## Exercise instructions:
Output every row below verbatim, changing nothing.

(Point annotation data)
____
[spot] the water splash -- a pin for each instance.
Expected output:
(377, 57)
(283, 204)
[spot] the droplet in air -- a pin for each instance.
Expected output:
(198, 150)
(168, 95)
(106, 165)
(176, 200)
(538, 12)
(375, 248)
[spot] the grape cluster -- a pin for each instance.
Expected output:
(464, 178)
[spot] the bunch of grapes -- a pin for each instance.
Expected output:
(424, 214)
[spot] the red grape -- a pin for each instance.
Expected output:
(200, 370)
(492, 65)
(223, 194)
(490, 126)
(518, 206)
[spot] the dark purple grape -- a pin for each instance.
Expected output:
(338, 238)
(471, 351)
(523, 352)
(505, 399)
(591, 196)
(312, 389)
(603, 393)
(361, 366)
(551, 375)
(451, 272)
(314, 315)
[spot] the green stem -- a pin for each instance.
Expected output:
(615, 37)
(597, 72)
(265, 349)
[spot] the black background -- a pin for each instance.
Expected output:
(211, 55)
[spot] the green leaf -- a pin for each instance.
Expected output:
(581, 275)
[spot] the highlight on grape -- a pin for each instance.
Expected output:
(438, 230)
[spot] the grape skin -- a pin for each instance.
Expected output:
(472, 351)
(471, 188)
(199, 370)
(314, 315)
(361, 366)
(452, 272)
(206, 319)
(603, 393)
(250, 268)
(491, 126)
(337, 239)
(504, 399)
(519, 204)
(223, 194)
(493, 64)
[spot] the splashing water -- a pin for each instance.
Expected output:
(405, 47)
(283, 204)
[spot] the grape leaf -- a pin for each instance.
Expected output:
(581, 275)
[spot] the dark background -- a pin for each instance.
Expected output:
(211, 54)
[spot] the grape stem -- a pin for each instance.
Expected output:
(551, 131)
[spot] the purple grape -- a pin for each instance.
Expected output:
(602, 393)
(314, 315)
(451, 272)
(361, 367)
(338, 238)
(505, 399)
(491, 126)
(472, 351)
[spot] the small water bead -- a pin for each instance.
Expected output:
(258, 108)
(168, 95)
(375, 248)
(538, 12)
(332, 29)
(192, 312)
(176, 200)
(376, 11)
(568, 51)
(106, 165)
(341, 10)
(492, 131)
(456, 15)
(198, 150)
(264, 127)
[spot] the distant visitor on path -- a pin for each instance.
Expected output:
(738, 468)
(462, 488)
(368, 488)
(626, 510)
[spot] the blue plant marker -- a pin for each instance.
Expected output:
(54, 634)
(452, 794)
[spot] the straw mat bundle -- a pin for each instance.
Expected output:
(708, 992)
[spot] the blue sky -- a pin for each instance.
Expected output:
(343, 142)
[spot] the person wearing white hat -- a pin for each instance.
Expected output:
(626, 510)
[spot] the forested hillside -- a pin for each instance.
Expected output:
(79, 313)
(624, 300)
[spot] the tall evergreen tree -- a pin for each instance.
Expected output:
____
## Answer to the problem:
[spot] the water splash -- a pin for each instance.
Expected output:
(377, 57)
(283, 204)
[spot] the droplet in air -- a pin for each instance.
Expected output:
(198, 150)
(168, 95)
(106, 165)
(176, 200)
(538, 12)
(375, 248)
[spot] the grape cluster -- a pin for each instance.
Expected output:
(464, 178)
[spot] the bunch of grapes -- a pin for each instance.
Expected output:
(424, 214)
[spot] the red grape -- a pin for each instance.
Expected output:
(200, 370)
(492, 65)
(223, 194)
(490, 126)
(518, 206)
[spot] the dark purple grape -- a pin for each instance.
Expected output:
(338, 238)
(471, 351)
(523, 352)
(505, 399)
(591, 196)
(312, 389)
(603, 393)
(361, 366)
(551, 375)
(451, 272)
(314, 315)
[spot] the green stem -- a pin for each instance.
Expected output:
(615, 37)
(597, 72)
(265, 349)
[spot] the black background -- a pin for each instance.
Expected output:
(211, 55)
[spot] the green leaf -- a pin for each instance.
Expected output:
(581, 275)
[spot] the highlight on grape -- a pin for each instance.
Expected output:
(438, 230)
[spot] the grape skin -- a pin for each instance.
Expected output:
(472, 351)
(471, 188)
(199, 370)
(314, 315)
(361, 366)
(452, 272)
(206, 319)
(603, 393)
(250, 268)
(491, 126)
(337, 239)
(504, 399)
(519, 204)
(223, 194)
(493, 64)
[spot] the splashing water -- a pin for each instance.
Expected output:
(405, 47)
(283, 204)
[spot] the grape leaf -- a pin for each instance.
Expected output:
(581, 275)
[spot] the dark background -- a pin for each instance.
Expected output:
(211, 54)
[spot] the grape stem -- a pin for each instance.
Expected output:
(551, 131)
[spot] the purple grape -- a pin for each instance.
Expected output:
(602, 393)
(314, 315)
(451, 272)
(361, 367)
(338, 238)
(505, 399)
(491, 126)
(472, 351)
[spot] the small water bead -- a pin for each instance.
Expected output:
(258, 108)
(168, 95)
(375, 248)
(538, 12)
(332, 29)
(192, 312)
(176, 200)
(376, 11)
(568, 51)
(106, 165)
(341, 10)
(492, 131)
(456, 15)
(198, 150)
(264, 127)
[spot] the distant visitor on path -- a pin for each instance.
Expected output:
(738, 468)
(462, 488)
(368, 488)
(626, 510)
[spot] the blue plant marker -- a pin for each instance.
Expected output:
(54, 634)
(452, 794)
[spot] the straw mat bundle -- a pin for each instance.
Expected output:
(708, 992)
[spot] the blue sky -- a pin for each instance.
Expected output:
(343, 142)
[spot] the person wearing white hat -- a pin for each instance.
Expected output:
(626, 510)
[spot] the forested hillside -- a pin for each instance.
Expected output:
(79, 313)
(624, 300)
[spot] the tall evergreen tree -- a pin for each instance.
Expected output:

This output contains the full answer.